Instructions to follow —
Reproduce everything in the listing below, from the line containing "Could you please locate the cabinet drawer" down to the end of the listing, with no changes.

(Region annotation entries)

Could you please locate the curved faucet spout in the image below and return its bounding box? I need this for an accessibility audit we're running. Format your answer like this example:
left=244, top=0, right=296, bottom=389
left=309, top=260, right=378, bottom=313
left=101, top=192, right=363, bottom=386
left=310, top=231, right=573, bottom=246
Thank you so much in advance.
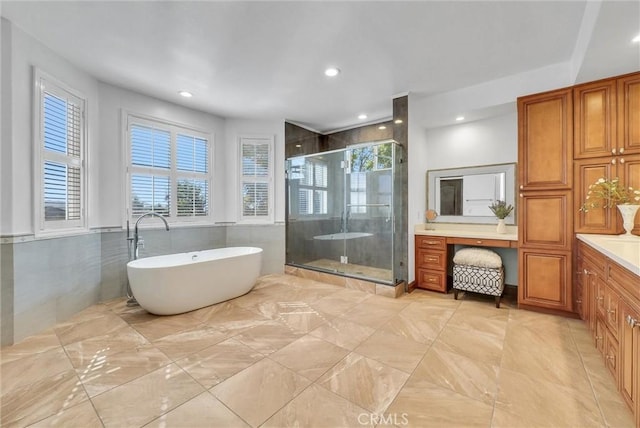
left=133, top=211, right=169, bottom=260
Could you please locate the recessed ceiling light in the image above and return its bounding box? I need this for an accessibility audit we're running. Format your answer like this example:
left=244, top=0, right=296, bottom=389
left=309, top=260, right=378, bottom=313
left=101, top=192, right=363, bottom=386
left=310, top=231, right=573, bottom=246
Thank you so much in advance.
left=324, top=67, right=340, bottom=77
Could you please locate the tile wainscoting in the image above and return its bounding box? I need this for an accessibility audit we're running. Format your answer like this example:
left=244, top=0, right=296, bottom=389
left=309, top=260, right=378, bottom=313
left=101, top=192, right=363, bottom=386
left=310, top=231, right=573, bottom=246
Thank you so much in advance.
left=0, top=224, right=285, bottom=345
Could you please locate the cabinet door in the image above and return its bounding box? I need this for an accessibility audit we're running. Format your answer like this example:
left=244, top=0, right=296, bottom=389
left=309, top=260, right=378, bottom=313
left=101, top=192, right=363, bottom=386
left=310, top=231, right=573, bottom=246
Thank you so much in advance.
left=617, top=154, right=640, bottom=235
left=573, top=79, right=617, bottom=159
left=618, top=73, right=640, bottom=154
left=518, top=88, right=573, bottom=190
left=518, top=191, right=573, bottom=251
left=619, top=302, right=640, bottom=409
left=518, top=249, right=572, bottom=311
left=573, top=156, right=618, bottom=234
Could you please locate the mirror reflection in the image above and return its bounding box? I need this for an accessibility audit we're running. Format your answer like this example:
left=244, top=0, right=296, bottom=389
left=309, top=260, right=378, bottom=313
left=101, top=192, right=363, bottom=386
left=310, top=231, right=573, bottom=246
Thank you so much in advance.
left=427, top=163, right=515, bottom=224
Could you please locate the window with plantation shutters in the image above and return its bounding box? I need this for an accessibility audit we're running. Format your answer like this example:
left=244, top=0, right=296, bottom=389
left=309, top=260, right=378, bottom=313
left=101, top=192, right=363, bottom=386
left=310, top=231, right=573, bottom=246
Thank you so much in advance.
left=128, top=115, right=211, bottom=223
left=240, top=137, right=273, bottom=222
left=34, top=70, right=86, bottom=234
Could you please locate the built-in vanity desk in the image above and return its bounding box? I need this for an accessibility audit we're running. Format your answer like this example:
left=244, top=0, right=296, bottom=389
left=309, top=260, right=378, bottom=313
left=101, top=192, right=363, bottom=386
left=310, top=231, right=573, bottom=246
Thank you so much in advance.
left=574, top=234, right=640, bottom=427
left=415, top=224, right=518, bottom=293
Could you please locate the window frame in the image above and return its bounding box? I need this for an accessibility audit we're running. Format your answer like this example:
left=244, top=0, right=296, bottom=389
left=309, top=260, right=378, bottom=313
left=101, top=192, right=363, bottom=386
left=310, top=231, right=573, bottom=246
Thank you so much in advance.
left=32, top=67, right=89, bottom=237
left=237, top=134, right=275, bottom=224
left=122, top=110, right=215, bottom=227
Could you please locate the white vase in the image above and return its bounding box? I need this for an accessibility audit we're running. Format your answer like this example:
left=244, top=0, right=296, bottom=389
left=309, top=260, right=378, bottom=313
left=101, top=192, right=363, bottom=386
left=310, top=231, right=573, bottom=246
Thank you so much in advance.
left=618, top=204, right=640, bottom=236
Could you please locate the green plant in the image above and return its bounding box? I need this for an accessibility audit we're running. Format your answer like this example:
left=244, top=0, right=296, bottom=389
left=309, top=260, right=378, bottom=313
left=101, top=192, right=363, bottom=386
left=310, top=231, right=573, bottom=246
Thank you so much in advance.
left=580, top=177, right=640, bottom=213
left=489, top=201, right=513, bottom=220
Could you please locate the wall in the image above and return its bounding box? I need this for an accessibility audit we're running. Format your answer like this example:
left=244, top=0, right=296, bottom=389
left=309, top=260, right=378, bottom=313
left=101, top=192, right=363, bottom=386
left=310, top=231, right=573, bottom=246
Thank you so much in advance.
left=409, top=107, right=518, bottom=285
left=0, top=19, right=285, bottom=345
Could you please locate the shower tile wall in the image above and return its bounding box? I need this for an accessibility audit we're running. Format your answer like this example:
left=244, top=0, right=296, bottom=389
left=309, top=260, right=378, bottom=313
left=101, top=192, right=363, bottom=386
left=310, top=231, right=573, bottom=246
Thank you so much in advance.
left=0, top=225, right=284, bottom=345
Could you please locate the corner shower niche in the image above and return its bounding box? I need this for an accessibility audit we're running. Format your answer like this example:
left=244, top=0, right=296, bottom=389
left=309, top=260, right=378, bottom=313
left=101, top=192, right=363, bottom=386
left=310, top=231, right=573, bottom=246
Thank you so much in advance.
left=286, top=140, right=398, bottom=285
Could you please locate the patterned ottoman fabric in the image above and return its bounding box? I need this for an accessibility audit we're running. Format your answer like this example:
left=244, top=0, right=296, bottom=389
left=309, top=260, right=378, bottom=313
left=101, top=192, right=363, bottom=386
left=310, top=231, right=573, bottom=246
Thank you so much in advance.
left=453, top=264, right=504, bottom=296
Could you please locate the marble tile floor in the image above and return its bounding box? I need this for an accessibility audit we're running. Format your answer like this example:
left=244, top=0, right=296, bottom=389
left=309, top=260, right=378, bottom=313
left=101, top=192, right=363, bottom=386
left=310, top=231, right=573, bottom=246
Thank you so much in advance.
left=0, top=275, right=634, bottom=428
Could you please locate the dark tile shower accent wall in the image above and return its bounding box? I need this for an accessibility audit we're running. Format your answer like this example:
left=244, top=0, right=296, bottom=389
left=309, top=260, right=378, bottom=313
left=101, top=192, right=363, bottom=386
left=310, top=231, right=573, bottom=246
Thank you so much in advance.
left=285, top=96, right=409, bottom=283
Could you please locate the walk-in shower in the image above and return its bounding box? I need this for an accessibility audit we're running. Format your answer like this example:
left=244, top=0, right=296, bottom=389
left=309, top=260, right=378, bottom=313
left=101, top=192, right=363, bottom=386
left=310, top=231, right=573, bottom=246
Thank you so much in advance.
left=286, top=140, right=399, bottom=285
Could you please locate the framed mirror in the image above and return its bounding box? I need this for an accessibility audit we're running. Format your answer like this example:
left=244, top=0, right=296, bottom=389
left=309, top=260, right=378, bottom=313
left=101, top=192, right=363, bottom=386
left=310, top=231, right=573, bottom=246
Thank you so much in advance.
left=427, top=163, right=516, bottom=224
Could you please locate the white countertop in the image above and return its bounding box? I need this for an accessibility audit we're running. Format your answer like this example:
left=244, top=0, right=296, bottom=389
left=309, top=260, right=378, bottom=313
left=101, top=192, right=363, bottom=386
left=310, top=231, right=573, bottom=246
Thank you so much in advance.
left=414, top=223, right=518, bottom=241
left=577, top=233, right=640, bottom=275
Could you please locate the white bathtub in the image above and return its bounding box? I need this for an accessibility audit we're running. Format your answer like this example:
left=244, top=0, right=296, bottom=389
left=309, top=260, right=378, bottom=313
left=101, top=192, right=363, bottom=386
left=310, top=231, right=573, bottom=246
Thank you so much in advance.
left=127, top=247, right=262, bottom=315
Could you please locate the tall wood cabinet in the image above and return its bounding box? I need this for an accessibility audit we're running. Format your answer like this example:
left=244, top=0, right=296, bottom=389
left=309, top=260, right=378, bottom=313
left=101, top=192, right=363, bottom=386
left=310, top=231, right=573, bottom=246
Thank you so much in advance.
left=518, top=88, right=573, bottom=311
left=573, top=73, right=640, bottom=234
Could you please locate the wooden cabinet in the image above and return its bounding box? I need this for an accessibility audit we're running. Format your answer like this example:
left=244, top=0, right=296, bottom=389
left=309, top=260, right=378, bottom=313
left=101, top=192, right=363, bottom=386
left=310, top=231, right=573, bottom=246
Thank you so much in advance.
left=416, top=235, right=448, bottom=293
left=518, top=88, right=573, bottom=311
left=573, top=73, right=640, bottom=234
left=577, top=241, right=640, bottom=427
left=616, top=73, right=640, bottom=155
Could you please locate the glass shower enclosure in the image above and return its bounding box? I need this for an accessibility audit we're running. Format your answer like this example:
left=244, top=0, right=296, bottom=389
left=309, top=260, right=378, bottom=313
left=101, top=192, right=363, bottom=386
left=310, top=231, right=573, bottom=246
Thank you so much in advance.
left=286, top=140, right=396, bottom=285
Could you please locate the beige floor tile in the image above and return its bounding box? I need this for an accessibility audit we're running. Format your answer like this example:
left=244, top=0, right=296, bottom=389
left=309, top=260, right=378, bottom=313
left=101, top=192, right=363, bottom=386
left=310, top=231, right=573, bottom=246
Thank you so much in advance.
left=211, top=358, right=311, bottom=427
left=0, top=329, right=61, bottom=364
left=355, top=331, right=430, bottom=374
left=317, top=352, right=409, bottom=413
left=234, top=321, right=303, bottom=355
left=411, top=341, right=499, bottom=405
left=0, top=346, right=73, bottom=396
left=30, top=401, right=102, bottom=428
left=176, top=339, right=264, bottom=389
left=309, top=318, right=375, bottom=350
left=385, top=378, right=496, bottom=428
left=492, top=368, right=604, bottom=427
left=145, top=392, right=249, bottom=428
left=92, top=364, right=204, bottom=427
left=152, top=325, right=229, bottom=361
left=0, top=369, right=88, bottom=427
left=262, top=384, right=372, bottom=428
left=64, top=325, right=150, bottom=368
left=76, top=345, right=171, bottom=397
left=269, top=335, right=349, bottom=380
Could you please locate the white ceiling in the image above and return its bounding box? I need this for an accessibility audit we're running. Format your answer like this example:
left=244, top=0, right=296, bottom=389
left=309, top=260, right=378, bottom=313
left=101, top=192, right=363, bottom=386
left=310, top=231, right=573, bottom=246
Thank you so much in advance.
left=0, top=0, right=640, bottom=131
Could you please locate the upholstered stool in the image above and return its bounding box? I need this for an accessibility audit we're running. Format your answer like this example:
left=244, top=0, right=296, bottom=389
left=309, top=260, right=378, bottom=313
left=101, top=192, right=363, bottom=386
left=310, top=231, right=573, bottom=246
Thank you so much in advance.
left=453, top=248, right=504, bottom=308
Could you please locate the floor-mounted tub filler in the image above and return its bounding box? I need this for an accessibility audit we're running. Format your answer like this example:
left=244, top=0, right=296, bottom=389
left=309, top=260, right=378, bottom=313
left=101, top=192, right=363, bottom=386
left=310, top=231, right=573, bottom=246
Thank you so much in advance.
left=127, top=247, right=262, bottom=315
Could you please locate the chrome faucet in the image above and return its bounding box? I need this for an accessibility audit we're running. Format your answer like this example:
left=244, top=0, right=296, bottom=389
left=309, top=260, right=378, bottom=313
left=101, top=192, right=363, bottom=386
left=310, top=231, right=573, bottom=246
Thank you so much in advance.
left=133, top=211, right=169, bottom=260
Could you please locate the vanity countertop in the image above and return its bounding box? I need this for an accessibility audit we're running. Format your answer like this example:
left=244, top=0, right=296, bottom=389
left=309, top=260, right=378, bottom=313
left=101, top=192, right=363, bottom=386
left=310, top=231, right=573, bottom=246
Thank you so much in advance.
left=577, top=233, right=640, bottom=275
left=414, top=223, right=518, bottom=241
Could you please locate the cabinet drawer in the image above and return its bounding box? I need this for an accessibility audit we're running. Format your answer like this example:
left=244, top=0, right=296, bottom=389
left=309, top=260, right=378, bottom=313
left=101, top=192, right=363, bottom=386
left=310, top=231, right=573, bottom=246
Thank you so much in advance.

Expected answer —
Could you please locate the cabinet drawer in the image above and return its bounding box? I need this for an accessibility audit we're running. Format your answer like this example:
left=244, top=0, right=296, bottom=389
left=309, top=260, right=378, bottom=313
left=101, top=192, right=363, bottom=386
left=310, top=231, right=573, bottom=246
Thank you so much in advance.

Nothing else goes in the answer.